BRIEF 1: In the Naive Bayes sentiment tutorial, recast the paragraph beginning "Now we would like to randomly split" as a short bulleted list that keeps its main facts.
BRIEF 2: Pick up the Naive Bayes sentiment tutorial from the point at which its text stops, and continue it in the same style.

** begin SELECTED TEXT **

# Naive Bayes and Sentiment Analysis

TEM501 - Text Mining

## Introduction

This document will instruct you how to perform sentiment classifiation by using Naive Bayes algorithm. We use [scikit-learn](http://scikit-learn.org/) to perform the task. After reading this document, students can understand how to perform following tasks.

- Read sentiment data from a text file
- Split data into a train/test file
- Feature extraction: convert a sentence into a feature vector
- Train a Naive Bayes model on the training data
- Evaluate on the test file
- Perform k-fold cross validation



## Data

We use the [sentence polarity dataset v1.0](http://www.cs.cornell.edu/people/pabo/movie-review-data/rt-polaritydata.README.1.0.txt) from [Moview Review Data](http://www.cs.cornell.edu/people/pabo/movie-review-data/) of Bo Pang và Lillian Lee. We can see the data file in [./data/sentiment.txt](./data/sentiment.txt).

Each line in the file is a review which was already tokenized into words. Each review has a label (+1 for positive review and -1 for negative review).


## Loading data

We will load the data into a list of tuples $(d, c)$ in which $d$ denote a document and $c$ denotes the label of the document. We define the function `load_data` as follows.

In [1]:
import re


def load_data(file_path):
    data = []
    with open(file_path, "r", encoding="utf-8", errors="ignore") as f:
        for line in f:
            line = line.strip()
            if line == "":
                continue
            match = re.search(r"(\+1|-1)[\s\t]+(.+)$", line)  # match the line +1 ...
            if match:
                lb = match.group(1)
                sentence = match.group(2)
                if sentence == "":
                    continue
                data.append((sentence,lb))
    return data
            

We will use the above function to load sentiment data.

In [2]:
DATA_PATH = "./data/sentiment.txt"
data = load_data(DATA_PATH)

print("# Loaded {} examples".format(len(data)))

# Loaded 10662 examples


We would like to know how many positive and negative reviews in the data.

In [3]:
from collections import Counter

docs, labels = zip(*data)
counter = Counter(labels)
for c in sorted(counter.keys()):
    print("Label {}: {}".format(c, counter[c]))

Label +1: 5331
Label -1: 5331


Our dataset in balanced. There are 5331 positive reviews and 5331 negative reviews.

## Split data into training/test data

Now we would like to randomly split the data into training and test data. We will use function `train_test_split` in the module `sklearn.model_selection`. Please refer to [http://scikit-learn.org/stable/modules/cross_validation.html#cross-validation](http://scikit-learn.org/stable/modules/cross_validation.html#cross-validation) for more details about the function. We would like to use 80% of data for training and 20% of data for testing.

In [4]:
from sklearn.model_selection import train_test_split

data = load_data(DATA_PATH)
docs, labels = zip(*data)

train_docs, test_docs, train_labels, test_labels = train_test_split(docs, labels,
                                                                   test_size=0.2,
                                                                   random_state=1337)
print("Training reviews: {}".format(len(train_docs)))
print("Test reviews: {}".format(len(test_docs)))

** end SELECTED TEXT **
** begin SUPPLIED DATA **

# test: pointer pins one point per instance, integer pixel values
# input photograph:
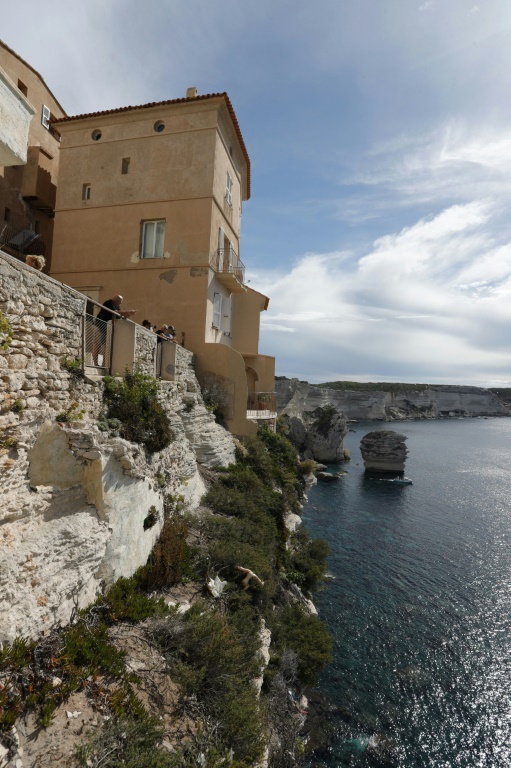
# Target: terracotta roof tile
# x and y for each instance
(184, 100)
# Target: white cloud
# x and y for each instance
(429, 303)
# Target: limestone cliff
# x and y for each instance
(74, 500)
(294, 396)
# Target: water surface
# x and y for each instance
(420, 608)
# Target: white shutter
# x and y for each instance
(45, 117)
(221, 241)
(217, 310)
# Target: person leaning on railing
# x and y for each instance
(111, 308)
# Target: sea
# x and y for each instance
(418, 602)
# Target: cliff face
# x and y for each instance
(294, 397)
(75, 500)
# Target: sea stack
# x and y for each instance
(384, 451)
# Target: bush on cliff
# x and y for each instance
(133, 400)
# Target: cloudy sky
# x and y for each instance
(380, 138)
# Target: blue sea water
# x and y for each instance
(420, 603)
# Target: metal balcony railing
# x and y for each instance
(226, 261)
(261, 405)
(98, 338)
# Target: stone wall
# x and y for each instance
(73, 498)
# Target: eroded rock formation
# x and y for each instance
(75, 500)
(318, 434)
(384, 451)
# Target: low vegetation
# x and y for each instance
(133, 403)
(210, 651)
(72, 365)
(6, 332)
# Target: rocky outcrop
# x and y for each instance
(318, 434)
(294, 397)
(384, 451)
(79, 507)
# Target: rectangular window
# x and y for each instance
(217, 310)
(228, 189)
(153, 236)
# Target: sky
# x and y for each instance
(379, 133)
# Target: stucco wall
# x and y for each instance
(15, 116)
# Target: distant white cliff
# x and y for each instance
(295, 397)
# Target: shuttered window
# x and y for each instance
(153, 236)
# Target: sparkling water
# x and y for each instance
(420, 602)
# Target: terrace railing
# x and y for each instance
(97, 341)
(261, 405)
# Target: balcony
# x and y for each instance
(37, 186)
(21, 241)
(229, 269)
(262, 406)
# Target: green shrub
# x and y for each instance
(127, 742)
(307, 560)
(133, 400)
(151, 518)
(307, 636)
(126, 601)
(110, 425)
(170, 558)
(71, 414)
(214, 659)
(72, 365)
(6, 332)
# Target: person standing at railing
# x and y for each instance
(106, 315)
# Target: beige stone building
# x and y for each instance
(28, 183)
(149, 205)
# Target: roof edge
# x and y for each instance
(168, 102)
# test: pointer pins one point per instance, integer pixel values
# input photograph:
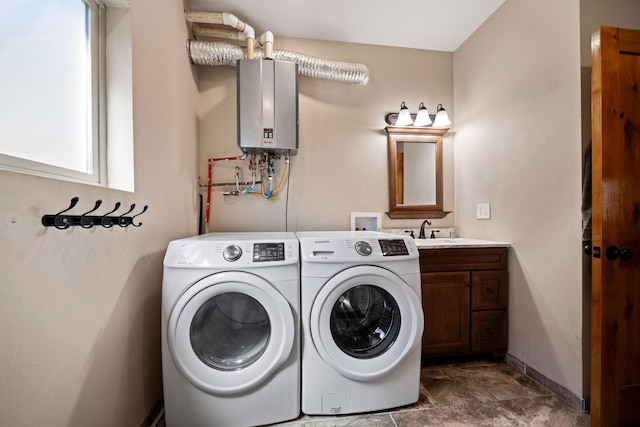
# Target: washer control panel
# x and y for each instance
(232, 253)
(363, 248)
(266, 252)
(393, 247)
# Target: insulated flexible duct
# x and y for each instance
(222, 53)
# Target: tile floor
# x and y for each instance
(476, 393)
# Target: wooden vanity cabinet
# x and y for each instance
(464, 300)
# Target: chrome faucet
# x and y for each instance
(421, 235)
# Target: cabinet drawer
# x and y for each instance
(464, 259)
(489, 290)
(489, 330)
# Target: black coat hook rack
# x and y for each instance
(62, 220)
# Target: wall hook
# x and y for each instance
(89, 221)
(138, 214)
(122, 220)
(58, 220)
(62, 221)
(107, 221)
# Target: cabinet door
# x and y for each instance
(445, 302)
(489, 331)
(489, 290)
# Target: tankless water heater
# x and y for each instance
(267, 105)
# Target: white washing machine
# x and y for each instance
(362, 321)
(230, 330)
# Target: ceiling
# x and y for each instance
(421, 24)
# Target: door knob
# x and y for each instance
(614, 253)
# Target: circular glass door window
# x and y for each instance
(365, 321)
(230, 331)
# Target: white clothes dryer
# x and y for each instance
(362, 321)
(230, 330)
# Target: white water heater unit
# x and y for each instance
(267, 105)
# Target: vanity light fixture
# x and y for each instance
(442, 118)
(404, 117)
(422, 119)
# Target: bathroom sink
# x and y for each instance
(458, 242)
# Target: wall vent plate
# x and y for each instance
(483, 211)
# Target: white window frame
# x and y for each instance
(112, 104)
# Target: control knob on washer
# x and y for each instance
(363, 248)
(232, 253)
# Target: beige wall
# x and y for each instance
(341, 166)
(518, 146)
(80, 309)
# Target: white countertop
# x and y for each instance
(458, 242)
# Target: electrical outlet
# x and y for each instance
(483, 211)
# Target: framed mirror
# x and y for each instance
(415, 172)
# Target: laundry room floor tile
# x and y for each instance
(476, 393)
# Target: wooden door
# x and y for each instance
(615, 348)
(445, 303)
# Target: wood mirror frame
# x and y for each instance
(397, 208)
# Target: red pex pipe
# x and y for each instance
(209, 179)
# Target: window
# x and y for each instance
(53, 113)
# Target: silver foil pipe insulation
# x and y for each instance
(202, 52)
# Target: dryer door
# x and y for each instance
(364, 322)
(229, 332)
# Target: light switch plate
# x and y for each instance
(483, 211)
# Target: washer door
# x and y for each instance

** end SUPPLIED DATA **

TASK ANSWER 1:
- Split the data randomly into training and test data.
- Use the function `train_test_split` from the module `sklearn.model_selection` (details at http://scikit-learn.org/stable/modules/cross_validation.html#cross-validation).
- Use 80% of the data for training and 20% for testing.

TASK ANSWER 2:
Training reviews: 8529
Test reviews: 2133


## Feature extraction

Now we convert a sentence into a feature vector. We just use BoW (bag-of-words) in each review. In this section, we will implement by ourselves. In next section, we will learn how to use scikit-learn for feature extraction.

We define a feature function as follows. Input of the function is a sentence and output is a feature vector. We will remove stopwords and punctuations in the review.

In [5]:
import re
from nltk.corpus import stopwords
eng_stop_words = set(stopwords.words('english'))


def is_punct(word):
    if re.search(r"^[!\"!\",\.:;%&]*$", word):
        return True
    else:
        return False
    

def feature_vec(doc):
    vec = dict()
    for word in doc.split():
        if word in eng_stop_words or is_punct(word):
            continue
        vec[word.lower()] = 1.0
    return vec   
    

Now we try to apply the feature function for a sentence.

In [6]:
vec = feature_vec("a thoughtful , provocative , insistently humanizing film .")
print(vec)

{'thoughtful': 1.0, 'provocative': 1.0, 'insistently': 1.0, 'humanizing': 1.0, 'film': 1.0}


## Converting data into matrix using DictVectorizer

`DictVectorizer` transforms lists of feature-value mappings to vectors. See [http://scikit-learn.org/stable/modules/generated/sklearn.feature_extraction.DictVectorizer.html](http://scikit-learn.org/stable/modules/generated/sklearn.feature_extraction.DictVectorizer.html) for more details.

We need to transform data (feature mapping) into numeric vectors so that machine learning algorithms can use them as input.

In [7]:
from sklearn.feature_extraction import DictVectorizer

vectorizer = DictVectorizer()
X_train = [ feature_vec(d) for d in train_docs ]
X_train = vectorizer.fit_transform(X_train)

We look at the the matrix `X_train`. Scikit-learn store data in sparse matrix data structure.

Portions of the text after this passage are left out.